REQUIRED WORK:
Starting with the line that has "query | spot the blue anlegestelle" in it, repeat every line through the last one, word for word, and give nothing more.

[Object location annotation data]
+++

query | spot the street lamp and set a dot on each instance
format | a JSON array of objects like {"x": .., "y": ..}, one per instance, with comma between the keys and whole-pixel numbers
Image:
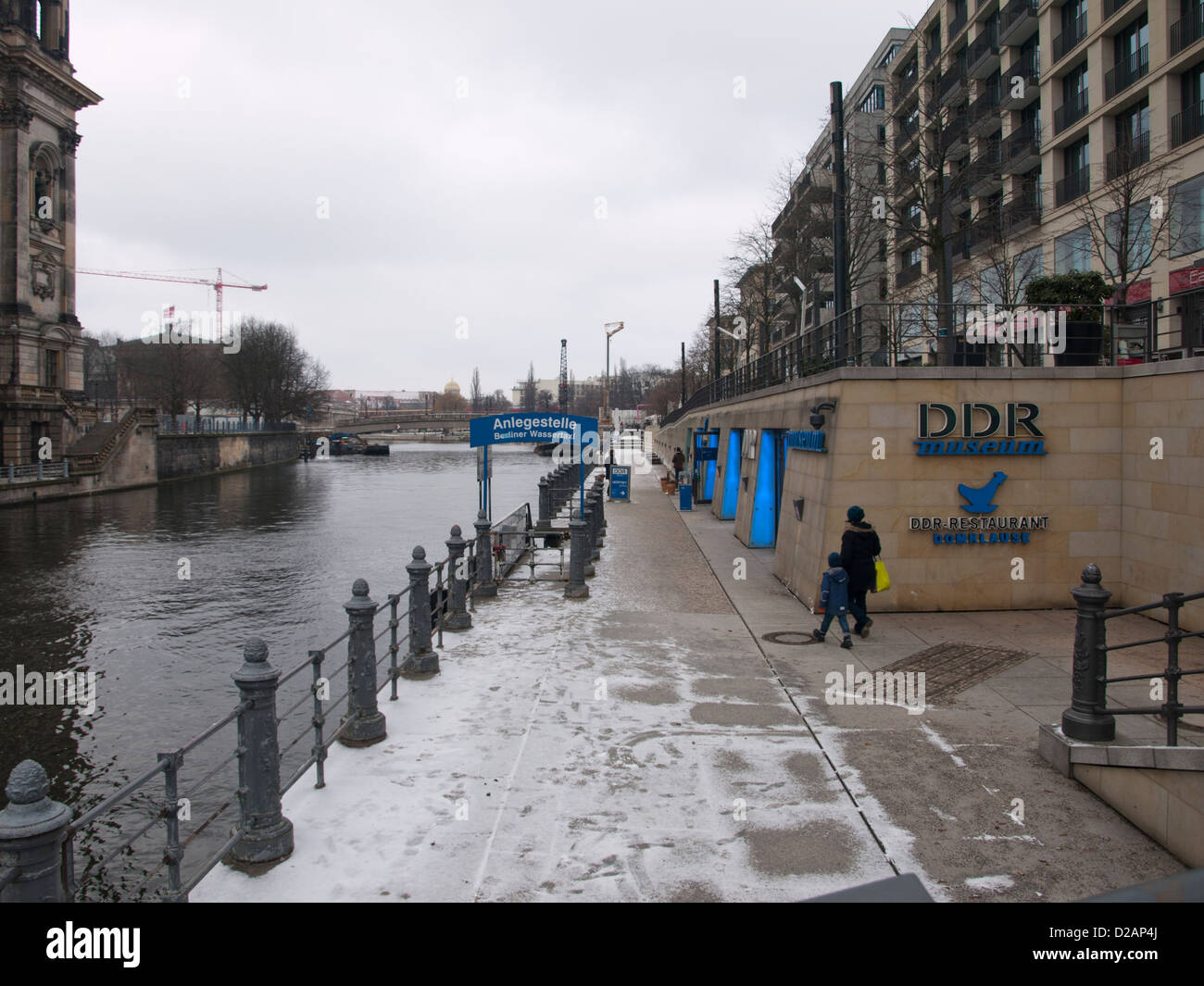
[{"x": 606, "y": 381}]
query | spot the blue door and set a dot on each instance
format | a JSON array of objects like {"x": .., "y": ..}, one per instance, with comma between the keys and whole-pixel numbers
[
  {"x": 763, "y": 531},
  {"x": 731, "y": 474}
]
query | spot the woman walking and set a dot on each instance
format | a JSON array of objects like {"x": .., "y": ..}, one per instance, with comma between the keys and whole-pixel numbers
[{"x": 859, "y": 548}]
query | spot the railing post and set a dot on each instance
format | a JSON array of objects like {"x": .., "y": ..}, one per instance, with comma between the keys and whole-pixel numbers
[
  {"x": 458, "y": 617},
  {"x": 485, "y": 584},
  {"x": 578, "y": 552},
  {"x": 32, "y": 830},
  {"x": 266, "y": 833},
  {"x": 1173, "y": 602},
  {"x": 1084, "y": 720},
  {"x": 369, "y": 721},
  {"x": 545, "y": 504},
  {"x": 421, "y": 660}
]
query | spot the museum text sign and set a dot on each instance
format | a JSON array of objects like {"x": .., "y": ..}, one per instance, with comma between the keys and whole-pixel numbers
[{"x": 974, "y": 429}]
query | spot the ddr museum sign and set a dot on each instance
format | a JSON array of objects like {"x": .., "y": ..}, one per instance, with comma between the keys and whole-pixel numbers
[
  {"x": 808, "y": 441},
  {"x": 498, "y": 429},
  {"x": 975, "y": 430}
]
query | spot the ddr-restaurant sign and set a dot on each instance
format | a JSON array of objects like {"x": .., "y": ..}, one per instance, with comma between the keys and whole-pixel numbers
[
  {"x": 500, "y": 429},
  {"x": 974, "y": 429}
]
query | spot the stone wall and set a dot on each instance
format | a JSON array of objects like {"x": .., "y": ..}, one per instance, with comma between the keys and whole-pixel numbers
[
  {"x": 1108, "y": 501},
  {"x": 182, "y": 456}
]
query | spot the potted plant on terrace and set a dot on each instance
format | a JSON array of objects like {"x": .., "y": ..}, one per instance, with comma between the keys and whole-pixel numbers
[{"x": 1084, "y": 293}]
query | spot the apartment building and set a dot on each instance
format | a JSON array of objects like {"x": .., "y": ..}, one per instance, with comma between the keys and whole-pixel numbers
[
  {"x": 802, "y": 231},
  {"x": 1052, "y": 136}
]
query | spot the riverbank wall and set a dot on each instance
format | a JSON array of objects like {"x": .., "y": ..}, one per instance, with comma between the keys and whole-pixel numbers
[
  {"x": 144, "y": 457},
  {"x": 988, "y": 488}
]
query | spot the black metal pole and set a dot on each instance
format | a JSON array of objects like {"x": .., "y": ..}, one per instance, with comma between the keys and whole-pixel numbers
[
  {"x": 839, "y": 236},
  {"x": 683, "y": 373},
  {"x": 714, "y": 361}
]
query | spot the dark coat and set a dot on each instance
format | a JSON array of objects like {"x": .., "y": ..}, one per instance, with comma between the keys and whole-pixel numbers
[
  {"x": 834, "y": 592},
  {"x": 859, "y": 545}
]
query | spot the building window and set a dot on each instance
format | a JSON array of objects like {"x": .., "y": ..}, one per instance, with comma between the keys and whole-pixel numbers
[
  {"x": 874, "y": 101},
  {"x": 1072, "y": 252},
  {"x": 1187, "y": 217}
]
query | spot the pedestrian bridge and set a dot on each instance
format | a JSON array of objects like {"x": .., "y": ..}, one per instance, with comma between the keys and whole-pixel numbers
[{"x": 409, "y": 420}]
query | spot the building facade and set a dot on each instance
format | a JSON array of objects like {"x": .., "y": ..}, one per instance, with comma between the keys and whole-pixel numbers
[
  {"x": 1048, "y": 137},
  {"x": 41, "y": 347}
]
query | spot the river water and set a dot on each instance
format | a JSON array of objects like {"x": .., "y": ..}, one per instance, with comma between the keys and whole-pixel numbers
[{"x": 94, "y": 584}]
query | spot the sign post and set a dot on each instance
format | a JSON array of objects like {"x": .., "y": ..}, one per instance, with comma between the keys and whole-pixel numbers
[{"x": 533, "y": 429}]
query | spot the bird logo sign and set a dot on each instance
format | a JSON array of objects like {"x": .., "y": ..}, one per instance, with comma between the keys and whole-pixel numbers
[{"x": 978, "y": 501}]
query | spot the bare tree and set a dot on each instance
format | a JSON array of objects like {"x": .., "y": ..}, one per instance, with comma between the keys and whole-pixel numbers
[{"x": 1130, "y": 213}]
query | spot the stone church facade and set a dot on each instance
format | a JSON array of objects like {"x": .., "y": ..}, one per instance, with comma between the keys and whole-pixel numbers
[{"x": 41, "y": 345}]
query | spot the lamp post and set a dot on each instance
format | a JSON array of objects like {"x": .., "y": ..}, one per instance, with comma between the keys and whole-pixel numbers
[{"x": 606, "y": 380}]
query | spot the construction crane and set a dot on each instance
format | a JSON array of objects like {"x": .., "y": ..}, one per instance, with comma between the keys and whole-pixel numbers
[
  {"x": 217, "y": 285},
  {"x": 564, "y": 376}
]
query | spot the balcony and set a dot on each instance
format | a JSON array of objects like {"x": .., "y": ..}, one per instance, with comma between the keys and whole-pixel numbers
[
  {"x": 956, "y": 131},
  {"x": 908, "y": 275},
  {"x": 985, "y": 111},
  {"x": 1072, "y": 185},
  {"x": 1127, "y": 72},
  {"x": 985, "y": 231},
  {"x": 1018, "y": 22},
  {"x": 1028, "y": 70},
  {"x": 906, "y": 132},
  {"x": 1128, "y": 156},
  {"x": 1022, "y": 213},
  {"x": 1112, "y": 7},
  {"x": 1022, "y": 149},
  {"x": 958, "y": 23},
  {"x": 1188, "y": 31},
  {"x": 907, "y": 81},
  {"x": 984, "y": 56},
  {"x": 984, "y": 175},
  {"x": 1071, "y": 112},
  {"x": 1187, "y": 125},
  {"x": 1070, "y": 39}
]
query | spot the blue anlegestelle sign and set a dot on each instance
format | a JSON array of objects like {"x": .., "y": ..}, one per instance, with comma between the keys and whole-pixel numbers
[{"x": 533, "y": 426}]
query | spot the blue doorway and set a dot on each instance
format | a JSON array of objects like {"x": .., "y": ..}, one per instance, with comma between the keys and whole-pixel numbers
[
  {"x": 731, "y": 474},
  {"x": 767, "y": 497}
]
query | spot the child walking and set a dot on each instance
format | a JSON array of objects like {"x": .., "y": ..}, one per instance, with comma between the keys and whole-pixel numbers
[{"x": 834, "y": 600}]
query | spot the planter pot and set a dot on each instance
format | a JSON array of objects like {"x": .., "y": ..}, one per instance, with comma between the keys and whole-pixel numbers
[{"x": 1083, "y": 343}]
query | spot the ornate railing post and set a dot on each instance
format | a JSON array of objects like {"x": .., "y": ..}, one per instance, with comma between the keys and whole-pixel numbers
[
  {"x": 578, "y": 552},
  {"x": 32, "y": 830},
  {"x": 485, "y": 584},
  {"x": 421, "y": 660},
  {"x": 369, "y": 726},
  {"x": 458, "y": 616},
  {"x": 266, "y": 833},
  {"x": 545, "y": 520},
  {"x": 1084, "y": 720}
]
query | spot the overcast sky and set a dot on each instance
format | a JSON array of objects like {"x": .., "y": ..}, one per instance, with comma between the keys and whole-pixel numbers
[{"x": 465, "y": 149}]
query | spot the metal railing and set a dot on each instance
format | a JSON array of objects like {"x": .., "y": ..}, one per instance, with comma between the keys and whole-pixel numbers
[
  {"x": 187, "y": 424},
  {"x": 1187, "y": 31},
  {"x": 1127, "y": 71},
  {"x": 1088, "y": 717},
  {"x": 35, "y": 472},
  {"x": 261, "y": 834}
]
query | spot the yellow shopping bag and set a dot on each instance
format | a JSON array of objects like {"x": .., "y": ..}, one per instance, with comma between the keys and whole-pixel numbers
[{"x": 882, "y": 578}]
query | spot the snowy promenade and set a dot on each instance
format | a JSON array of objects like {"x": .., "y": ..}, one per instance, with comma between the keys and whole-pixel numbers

+++

RESPONSE:
query | spot the blue anlegestelle sign and set a dot on each instance
format | a JSON array of objects like {"x": .., "y": ..}, one per instance, with comma between the keys and whole-pixel numbers
[{"x": 533, "y": 426}]
query | spot the blue doorway and set a dot on each instance
format | a JSON array of objects like {"x": .., "y": ..}, one per instance, with comma between the keys and whole-pixel numbers
[
  {"x": 731, "y": 474},
  {"x": 767, "y": 497}
]
query | spot the child walking and set a dot on each instance
format | a JSON array of objects like {"x": .., "y": ..}, one per instance, with comma between the keys and whole-pixel numbers
[{"x": 834, "y": 600}]
query | spot the planter pot and set a dot on each instance
format | a JSON array of objects like {"x": .., "y": ..}, one per instance, with comma between the keys and whole-pixel numbers
[{"x": 1083, "y": 343}]
query | spot the ornate railing post and set a dot on each instance
format | a JSON array of objects like {"x": .., "y": ..}, one per instance, with comma between the keys and whole-pixel numbers
[
  {"x": 578, "y": 552},
  {"x": 32, "y": 830},
  {"x": 485, "y": 584},
  {"x": 421, "y": 660},
  {"x": 369, "y": 726},
  {"x": 458, "y": 616},
  {"x": 266, "y": 833},
  {"x": 545, "y": 520},
  {"x": 1084, "y": 720}
]
query | spot the overcast sky and set a dot on each instance
format | a JSON array of objects like {"x": .., "y": ..}, one per instance, with comma between the keys and whole-pixel numbers
[{"x": 465, "y": 149}]
query | spot the metal railing and set a dot on each instance
format | a JSON array of objects like {"x": .., "y": ..}, one per instance, with comma between the keys and whole-pixel numbers
[
  {"x": 187, "y": 424},
  {"x": 1187, "y": 31},
  {"x": 1127, "y": 71},
  {"x": 1088, "y": 717},
  {"x": 35, "y": 472},
  {"x": 261, "y": 834}
]
query | spot the yellow shopping bag and set a dot on each instance
format | a JSON array of objects like {"x": .., "y": ..}, one per instance, with comma between the keys and whole-pixel numbers
[{"x": 882, "y": 578}]
query | spot the snowy promenade and set a dot on each instance
format | a JSON array of objects like {"x": .., "y": ..}, one per instance, with comma between the keys and whole-pixel numbers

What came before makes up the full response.